● **DATA**:
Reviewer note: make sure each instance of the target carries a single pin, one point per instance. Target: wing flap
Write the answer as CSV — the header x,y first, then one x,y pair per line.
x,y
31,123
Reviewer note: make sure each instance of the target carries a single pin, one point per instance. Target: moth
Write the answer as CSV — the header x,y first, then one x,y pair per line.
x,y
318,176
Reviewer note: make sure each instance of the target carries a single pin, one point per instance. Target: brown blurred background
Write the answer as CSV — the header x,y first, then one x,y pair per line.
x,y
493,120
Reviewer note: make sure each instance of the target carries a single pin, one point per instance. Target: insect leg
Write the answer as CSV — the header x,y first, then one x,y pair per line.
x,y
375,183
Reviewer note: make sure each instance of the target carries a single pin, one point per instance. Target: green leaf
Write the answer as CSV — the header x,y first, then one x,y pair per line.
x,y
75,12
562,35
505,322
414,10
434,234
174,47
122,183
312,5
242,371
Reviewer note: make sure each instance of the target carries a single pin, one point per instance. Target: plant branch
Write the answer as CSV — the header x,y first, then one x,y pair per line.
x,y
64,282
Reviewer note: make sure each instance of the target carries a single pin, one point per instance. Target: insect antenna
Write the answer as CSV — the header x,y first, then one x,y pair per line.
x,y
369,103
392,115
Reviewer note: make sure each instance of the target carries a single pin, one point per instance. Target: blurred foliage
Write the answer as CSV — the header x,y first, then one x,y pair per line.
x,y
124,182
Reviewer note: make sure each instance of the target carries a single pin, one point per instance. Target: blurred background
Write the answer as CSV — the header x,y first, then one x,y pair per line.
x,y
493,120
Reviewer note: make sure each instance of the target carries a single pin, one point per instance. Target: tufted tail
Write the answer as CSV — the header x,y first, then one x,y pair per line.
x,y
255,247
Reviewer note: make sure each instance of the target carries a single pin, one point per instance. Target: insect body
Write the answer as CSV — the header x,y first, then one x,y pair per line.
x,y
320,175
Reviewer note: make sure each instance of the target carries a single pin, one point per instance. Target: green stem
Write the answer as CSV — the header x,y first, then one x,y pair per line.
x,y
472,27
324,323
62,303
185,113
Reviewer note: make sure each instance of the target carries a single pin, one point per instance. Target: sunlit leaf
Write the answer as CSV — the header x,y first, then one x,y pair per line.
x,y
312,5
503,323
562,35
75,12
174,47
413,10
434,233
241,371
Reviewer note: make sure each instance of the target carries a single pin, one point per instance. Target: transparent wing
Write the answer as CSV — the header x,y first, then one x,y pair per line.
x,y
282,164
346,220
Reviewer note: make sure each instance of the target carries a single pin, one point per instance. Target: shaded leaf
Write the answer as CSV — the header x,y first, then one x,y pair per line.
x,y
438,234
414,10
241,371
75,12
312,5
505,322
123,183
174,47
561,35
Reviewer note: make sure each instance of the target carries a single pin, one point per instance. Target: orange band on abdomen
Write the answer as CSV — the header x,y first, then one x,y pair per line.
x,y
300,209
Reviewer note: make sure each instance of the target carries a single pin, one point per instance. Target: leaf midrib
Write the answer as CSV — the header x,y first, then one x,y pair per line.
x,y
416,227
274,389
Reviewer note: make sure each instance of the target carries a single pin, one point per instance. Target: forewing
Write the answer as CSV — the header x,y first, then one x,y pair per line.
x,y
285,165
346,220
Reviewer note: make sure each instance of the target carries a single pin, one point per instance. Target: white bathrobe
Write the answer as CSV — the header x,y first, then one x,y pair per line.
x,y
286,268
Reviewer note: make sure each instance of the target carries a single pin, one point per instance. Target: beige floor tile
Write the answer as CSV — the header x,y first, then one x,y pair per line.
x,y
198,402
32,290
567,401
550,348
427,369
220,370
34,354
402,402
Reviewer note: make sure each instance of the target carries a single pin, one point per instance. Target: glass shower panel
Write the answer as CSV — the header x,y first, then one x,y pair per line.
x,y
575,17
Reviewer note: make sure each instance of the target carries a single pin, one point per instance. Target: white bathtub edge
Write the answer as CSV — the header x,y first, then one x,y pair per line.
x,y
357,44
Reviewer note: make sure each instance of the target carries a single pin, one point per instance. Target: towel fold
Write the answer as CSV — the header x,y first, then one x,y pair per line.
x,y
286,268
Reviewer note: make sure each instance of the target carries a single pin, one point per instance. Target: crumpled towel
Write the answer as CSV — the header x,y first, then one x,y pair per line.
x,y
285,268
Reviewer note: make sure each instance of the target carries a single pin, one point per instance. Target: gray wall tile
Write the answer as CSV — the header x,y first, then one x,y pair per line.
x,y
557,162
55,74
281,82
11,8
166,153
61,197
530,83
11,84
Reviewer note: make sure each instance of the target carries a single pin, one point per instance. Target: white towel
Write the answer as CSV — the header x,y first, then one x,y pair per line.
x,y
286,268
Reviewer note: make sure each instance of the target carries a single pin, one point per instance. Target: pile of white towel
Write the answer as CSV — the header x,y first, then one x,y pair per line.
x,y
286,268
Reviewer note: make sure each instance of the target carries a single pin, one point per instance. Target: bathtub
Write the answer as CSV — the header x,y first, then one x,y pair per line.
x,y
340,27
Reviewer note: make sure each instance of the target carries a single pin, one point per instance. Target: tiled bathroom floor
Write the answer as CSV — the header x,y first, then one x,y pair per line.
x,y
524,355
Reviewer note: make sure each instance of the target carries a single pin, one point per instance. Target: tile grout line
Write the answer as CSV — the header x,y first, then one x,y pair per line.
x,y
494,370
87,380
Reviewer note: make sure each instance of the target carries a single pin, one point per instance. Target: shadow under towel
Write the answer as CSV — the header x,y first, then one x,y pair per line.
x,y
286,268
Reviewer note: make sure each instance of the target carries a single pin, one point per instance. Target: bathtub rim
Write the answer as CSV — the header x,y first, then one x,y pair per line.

● **WORK INSTRUCTIONS**: Print the material exactly. Include every line.

● **OUTPUT FOR THIS EXERCISE**:
Reviewer note: make sure each instance of the target carries a single pin, one point per instance. Target: wing flap
Write the answer as CSV — the header x,y first, then one x,y pair per line.
x,y
31,123
Reviewer note: make sure each instance of the target carries a single pin, one point per instance. Target: moth
Write the answer as CSV — the header x,y first, then one x,y pair per line.
x,y
318,176
Reviewer note: make sure each instance of the target carries a single pin, one point per instance. Target: brown blurred background
Write the answer as CSV — the header x,y first, then one x,y pair per line.
x,y
493,120
Reviewer note: make sure each instance of the target carries a single pin, one point per instance. Target: insect leg
Write the answer as CSV — the header x,y first, then one x,y pair per line.
x,y
375,183
Reviewer note: make sure each instance of the target carries a single pin, one point per instance. Target: green leaf
Write the answer as CSV — the header x,y first, then one x,y pair per line.
x,y
75,12
562,35
505,322
414,10
434,234
174,47
122,183
312,5
242,371
Reviewer note: make sure each instance of the target carries a single pin, one point per instance. Target: plant branch
Write the answer as CSV — the header x,y first, then one x,y pair per line.
x,y
64,282
Reviewer note: make sure each instance of the target carries a single pin, one point per instance. Target: insect antenna
Write the answer as CSV — the header x,y first, then one x,y pair per line.
x,y
369,103
392,115
Reviewer note: make sure each instance of the target carries a single pin, one point per instance. Target: blurred foliage
Write the answer as CSV — the header x,y first, then one x,y pair per line.
x,y
124,182
Reviewer note: make sure each instance of the target carries a single pin, one point per instance. Target: blurred background
Write the answer as CSV — the header x,y first, then one x,y pair per line.
x,y
493,120
Reviewer note: make sure each instance of the target carries a single pin, one point per instance. Target: tufted tail
Write the answer as CSV — the header x,y first, then one x,y pair per line.
x,y
255,247
Reviewer note: make sure each instance of the target carries a single pin, one point per instance. Target: insect body
Write the answer as CSV — the header x,y first, then one x,y pair per line.
x,y
320,175
Reviewer note: make sure each instance of the target carries a single pin, one point per instance. Target: green stem
Write the answer as CSV — the header x,y first, then one x,y pair per line.
x,y
472,27
324,323
62,303
185,113
Reviewer note: make sure each instance of the target carries a single pin, one point per instance. Target: sunlit leaf
Write the answer as CSV — the header x,y first, then one x,y pair per line.
x,y
312,5
503,323
562,35
75,12
174,47
413,10
434,233
241,371
Reviewer note: make sure each instance of the target carries a single pin, one point per instance. Target: transparent wing
Write the answer as CSV — the header x,y first, then one x,y pair per line.
x,y
282,164
346,220
Reviewer note: make sure each instance of the target carries a single pin, one point per instance. Target: shaded leaf
Write the answer as CSV — the header x,y first, then one x,y pair per line.
x,y
438,234
414,10
241,371
75,12
312,5
505,322
123,183
174,47
561,35
Reviewer note: make sure each instance of the target carries a single pin, one point per instance. Target: orange band on abdomen
Write the answer as CSV — the header x,y first, then one x,y pair per line.
x,y
300,209
Reviewer note: make sure each instance of the target carries a single pin, one point per instance. Target: leaf midrib
Write the answer as CSV — the header x,y first, then one x,y pair per line.
x,y
416,227
274,389
Reviewer note: make sure each instance of the target carries a single pin, one point per instance. Target: forewing
Write the answer as CSV — the header x,y first, then one x,y pair per line.
x,y
285,165
346,220
Reviewer note: make sure each instance of the target carries a single pin, one point per instance. Target: white bathrobe
Write the answer as CSV — the header x,y first, then one x,y pair per line.
x,y
286,268
Reviewer note: make sure each instance of the target carries a single pin, one point per instance. Target: beige floor tile
Write the answer as CSV — the header x,y first, then one x,y pair per line.
x,y
198,402
32,290
567,401
550,348
427,369
220,370
34,354
402,402
Reviewer note: make sure each instance of the target carries a single pin, one point per instance. Target: glass shower panel
Write the answer as CSV — the header x,y first, then one x,y pair per line.
x,y
575,17
Reviewer note: make sure each instance of the target carries a single pin, one point per instance. Target: white bathtub edge
Write the answer as CSV — the header x,y first, then one x,y pair per line.
x,y
357,44
Reviewer note: make sure each instance of the target carries a single pin, one point per instance. Target: towel fold
Write the answer as CSV — the header x,y first, then one x,y pair per line.
x,y
286,268
Reviewer note: make sure each instance of the target carries a single pin, one point per instance. Target: crumpled towel
Write the answer as CSV — the header x,y first, then one x,y pair per line.
x,y
285,268
Reviewer note: make sure each instance of the target carries a single pin, one point per instance. Target: gray wall tile
Write the answer as CSV — the header x,y first, then one x,y pair per line.
x,y
557,162
55,74
281,82
11,8
166,153
61,197
530,83
11,84
Reviewer note: make sure each instance of the target carries a single pin, one point per instance. Target: white towel
Write the answer as CSV — the header x,y first, then one x,y pair per line.
x,y
286,268
Reviewer note: make sure each instance of the target carries a single pin, one point per instance. Target: pile of white towel
Write the answer as CSV — the header x,y first, then one x,y pair per line.
x,y
286,268
Reviewer note: make sure each instance of the target carries a single pin, one point per instance. Target: bathtub
Write the answer as CSV — the header x,y first, then one x,y pair per line.
x,y
340,27
Reviewer note: make sure each instance of the target carries a single pin, one point per instance. Target: tiled bathroom floor
Write the answer as CSV — the header x,y first, then one x,y pair per line.
x,y
524,355
Reviewer note: make sure each instance of the target carries a single pin, one point per instance. Target: tile grout line
Write the answer as CSV — the header x,y first, then one x,y pair per line.
x,y
494,370
87,380
Reviewer note: make sure each instance of the target carries a single pin, one point per instance. Target: shadow under towel
Write the answer as CSV — the header x,y first, then one x,y pair per line.
x,y
286,268
Reviewer note: make sure each instance of the target carries a single pin, one point per instance. Target: bathtub rim
Write the answer as CSV — the header x,y first, then one x,y pair per line.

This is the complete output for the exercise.